William H. Johnson: An American Modern

William H. Johnson, Maternal, ca. 1944. Oil on paperboard, 26 3/4 x 21 in. (68.1 x 53.2 cm). Smithsonian American Art Museum, Washington, D.C. Gift of the Harmon Foundation, 1967.59.639.
William H. Johnson, Maternal, ca. 1944. Oil on paperboard, 26 3/4 x 21 in. (68.1 x 53.2 cm). Smithsonian American Art Museum, Washington, D.C. Gift of the Harmon Foundation, 1967.59.639.

… The world that Johnson painted in Florence that year – a supernaturally colored domain comprised of regal, yet humble, black women installed on porches, children at play and at rest, and flowers in riotous, full bloom – was, at once, familiar and outlandish, connecting the artist to the ultimate locus of origin: mother; while envisioning that same, fundamental life source within a part cultural, part invented space of impromptu games, performed rituals, imparted legacies, and constantly changing scenery. Like the “too-big-to-be-breast-fed” child in Johnson’s Maternal, the artist returned in 1944 to the comforting, all embracing arms of home, partaking of not only the emotional sustenance of the female element, but of the vertigo-inducing experience of self-consciousness, of finally grasping one’s purpose in life even if it meant the proverbial reentry into the symbolic womb: in this instance, Johnson’s primal, African American folk roots. Although it was practically second nature for this Expressionist to feel his way through the world, and to visually cast it in the operative role of emotional vehicle for his art, it was another matter altogether for the bereft and distraught Johnson to totally immerse himself in the maternal lap and bosom of Alice/Florence, and to transform his temporary asylum and sanctuary into a new and, arguably, more honest mode of modern painting.

- _Provided information_
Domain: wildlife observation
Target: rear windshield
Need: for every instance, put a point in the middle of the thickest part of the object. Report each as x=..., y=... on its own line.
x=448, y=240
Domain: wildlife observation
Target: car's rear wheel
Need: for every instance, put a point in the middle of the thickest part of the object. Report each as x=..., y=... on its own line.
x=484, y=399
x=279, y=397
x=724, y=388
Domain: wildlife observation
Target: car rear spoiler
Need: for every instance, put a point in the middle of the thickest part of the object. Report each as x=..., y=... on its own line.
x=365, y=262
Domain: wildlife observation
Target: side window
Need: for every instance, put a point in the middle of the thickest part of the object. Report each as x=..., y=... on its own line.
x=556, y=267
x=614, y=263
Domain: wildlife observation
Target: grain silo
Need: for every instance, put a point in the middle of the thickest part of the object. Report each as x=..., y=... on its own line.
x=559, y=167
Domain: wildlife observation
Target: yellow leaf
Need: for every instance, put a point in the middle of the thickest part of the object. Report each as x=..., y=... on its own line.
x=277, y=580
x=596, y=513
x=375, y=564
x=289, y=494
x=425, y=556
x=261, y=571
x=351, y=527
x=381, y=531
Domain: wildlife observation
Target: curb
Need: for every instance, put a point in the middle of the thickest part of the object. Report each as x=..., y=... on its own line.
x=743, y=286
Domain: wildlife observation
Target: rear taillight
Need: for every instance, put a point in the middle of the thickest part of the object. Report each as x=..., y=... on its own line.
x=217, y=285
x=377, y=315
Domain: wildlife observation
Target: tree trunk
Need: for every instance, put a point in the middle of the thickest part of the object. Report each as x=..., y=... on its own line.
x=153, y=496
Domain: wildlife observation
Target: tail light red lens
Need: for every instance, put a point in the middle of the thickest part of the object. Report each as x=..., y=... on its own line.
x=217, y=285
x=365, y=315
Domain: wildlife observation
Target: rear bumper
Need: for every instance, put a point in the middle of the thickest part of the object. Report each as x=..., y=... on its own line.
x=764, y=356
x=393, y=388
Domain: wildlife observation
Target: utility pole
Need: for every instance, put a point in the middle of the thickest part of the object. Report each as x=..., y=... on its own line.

- _Goal of the exercise_
In the passage on William H. Johnson, what are the medium and support of *Maternal*?

- _Response to the exercise_
Oil on paperboard.